▶ **SET TASK**:
Can you quote the forum thread on the new cube types word for word, from "## Harris Chan" to "99 cents eh?)."?

======== DOCUMENT SECTION ========

# Good God, not again... Type F on C4Y



## Jai (Jun 7, 2008)

http://www.cube4you.com/378_New-Type-White-3x3x3-DIY-Cube-(f).html

Geez, what's with all these new types suddenly showing up on C4Y?...


----------



## *LukeMayn* (Jun 7, 2008)

ot weighs as much as the new type a


----------



## Harris Chan (Jun 7, 2008)

It seems as though the edges are also closed in, like the Type A  The core looks like the Type D core, but i'm not sure. It's like 11.99, compared to the 13.00 of the new type A. (it's gone down by 99 cents eh?).


----------



## TomZ (Jun 7, 2008)

He's proably discovered he makes a load of money from people trying out the new cubes.


----------



## Lofty (Jun 7, 2008)

Well with the type D it appears we all had reason to buy them... with these e and f tho we will wait and see.

======== DATASET ========

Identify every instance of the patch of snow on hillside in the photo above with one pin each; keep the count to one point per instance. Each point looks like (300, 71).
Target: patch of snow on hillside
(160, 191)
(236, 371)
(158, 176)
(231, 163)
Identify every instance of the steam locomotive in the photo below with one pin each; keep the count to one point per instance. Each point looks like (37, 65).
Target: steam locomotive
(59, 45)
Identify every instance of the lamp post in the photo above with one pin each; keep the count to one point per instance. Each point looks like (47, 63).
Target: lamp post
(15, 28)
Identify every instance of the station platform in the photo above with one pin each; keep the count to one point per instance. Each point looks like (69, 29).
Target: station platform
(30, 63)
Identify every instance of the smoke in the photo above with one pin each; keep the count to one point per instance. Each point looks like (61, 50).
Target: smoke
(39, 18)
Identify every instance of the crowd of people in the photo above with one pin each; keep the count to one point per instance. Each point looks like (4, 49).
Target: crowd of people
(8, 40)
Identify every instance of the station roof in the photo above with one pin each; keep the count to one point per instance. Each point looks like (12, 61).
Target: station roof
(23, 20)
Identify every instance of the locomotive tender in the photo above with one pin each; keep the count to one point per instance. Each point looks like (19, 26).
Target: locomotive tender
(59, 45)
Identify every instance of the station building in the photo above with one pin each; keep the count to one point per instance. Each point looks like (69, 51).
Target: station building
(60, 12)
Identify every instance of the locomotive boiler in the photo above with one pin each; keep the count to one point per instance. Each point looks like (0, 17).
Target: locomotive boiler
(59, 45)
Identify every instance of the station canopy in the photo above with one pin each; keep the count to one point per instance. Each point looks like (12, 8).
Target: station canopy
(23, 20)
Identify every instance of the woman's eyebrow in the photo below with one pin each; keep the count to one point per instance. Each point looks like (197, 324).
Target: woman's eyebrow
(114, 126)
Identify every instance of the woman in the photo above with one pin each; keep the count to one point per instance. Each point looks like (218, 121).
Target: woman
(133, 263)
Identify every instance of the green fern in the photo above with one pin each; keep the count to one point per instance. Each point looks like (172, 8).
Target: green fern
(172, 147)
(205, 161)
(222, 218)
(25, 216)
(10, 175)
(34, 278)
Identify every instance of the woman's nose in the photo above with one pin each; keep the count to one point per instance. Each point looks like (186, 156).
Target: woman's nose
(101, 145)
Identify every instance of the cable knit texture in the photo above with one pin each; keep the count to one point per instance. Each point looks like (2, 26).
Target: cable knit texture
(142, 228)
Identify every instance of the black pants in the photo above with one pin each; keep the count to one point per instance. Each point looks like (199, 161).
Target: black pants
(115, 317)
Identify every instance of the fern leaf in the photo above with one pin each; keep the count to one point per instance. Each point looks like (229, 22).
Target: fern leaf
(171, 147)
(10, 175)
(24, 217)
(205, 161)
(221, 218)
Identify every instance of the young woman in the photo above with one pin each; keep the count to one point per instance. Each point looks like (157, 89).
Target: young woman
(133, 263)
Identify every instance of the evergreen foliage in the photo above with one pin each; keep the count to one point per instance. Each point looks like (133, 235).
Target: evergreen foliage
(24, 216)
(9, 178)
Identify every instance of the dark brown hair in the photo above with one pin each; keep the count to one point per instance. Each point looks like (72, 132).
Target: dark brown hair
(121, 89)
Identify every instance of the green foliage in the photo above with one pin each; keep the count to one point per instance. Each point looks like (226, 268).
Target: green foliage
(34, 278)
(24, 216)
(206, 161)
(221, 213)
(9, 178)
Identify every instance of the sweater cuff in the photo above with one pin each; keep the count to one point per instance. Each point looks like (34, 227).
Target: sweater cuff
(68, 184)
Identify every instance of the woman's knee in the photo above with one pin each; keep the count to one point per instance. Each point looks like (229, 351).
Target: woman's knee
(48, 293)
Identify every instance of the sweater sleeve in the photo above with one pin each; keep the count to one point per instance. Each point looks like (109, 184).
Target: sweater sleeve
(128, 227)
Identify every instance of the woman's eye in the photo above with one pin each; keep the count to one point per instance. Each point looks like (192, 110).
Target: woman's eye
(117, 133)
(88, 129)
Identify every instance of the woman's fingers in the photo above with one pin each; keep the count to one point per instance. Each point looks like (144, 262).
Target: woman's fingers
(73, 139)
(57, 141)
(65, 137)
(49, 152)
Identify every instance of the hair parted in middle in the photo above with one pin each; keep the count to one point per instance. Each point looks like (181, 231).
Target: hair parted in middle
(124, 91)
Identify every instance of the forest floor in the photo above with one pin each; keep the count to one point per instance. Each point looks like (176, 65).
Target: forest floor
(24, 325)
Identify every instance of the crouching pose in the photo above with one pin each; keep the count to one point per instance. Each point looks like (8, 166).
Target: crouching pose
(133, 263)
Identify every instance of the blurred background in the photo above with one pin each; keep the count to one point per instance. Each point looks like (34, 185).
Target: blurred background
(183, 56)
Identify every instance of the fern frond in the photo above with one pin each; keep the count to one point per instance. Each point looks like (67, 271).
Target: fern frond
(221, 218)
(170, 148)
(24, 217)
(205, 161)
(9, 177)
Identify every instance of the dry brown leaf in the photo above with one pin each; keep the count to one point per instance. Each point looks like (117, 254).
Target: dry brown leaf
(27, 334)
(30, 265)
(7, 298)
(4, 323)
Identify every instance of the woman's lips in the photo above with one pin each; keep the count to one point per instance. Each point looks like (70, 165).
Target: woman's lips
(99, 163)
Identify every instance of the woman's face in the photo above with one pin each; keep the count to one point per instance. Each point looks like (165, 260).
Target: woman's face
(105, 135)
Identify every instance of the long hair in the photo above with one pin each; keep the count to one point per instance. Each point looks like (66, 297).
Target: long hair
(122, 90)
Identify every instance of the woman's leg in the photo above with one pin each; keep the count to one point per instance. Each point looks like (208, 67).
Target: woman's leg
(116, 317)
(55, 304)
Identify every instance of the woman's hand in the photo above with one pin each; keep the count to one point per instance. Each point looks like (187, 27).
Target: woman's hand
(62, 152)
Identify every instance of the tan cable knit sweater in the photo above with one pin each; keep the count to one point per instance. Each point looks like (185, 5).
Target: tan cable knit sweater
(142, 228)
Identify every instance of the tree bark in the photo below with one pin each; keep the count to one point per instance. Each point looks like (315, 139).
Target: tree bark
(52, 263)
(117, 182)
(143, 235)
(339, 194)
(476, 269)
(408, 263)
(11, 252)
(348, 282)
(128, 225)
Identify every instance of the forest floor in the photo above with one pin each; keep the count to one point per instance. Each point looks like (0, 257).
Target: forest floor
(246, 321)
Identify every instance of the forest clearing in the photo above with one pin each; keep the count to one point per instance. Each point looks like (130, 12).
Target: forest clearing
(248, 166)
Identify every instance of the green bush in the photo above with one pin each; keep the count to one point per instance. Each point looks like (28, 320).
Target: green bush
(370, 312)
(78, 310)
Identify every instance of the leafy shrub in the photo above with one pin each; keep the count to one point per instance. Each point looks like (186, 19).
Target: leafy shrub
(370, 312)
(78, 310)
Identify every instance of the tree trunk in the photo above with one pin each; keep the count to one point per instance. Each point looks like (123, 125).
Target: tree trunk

========

▶ **FINAL ANSWER**:
## Harris Chan (Jun 7, 2008)

It seems as though the edges are also closed in, like the Type A  The core looks like the Type D core, but i'm not sure. It's like 11.99, compared to the 13.00 of the new type A. (it's gone down by 99 cents eh?).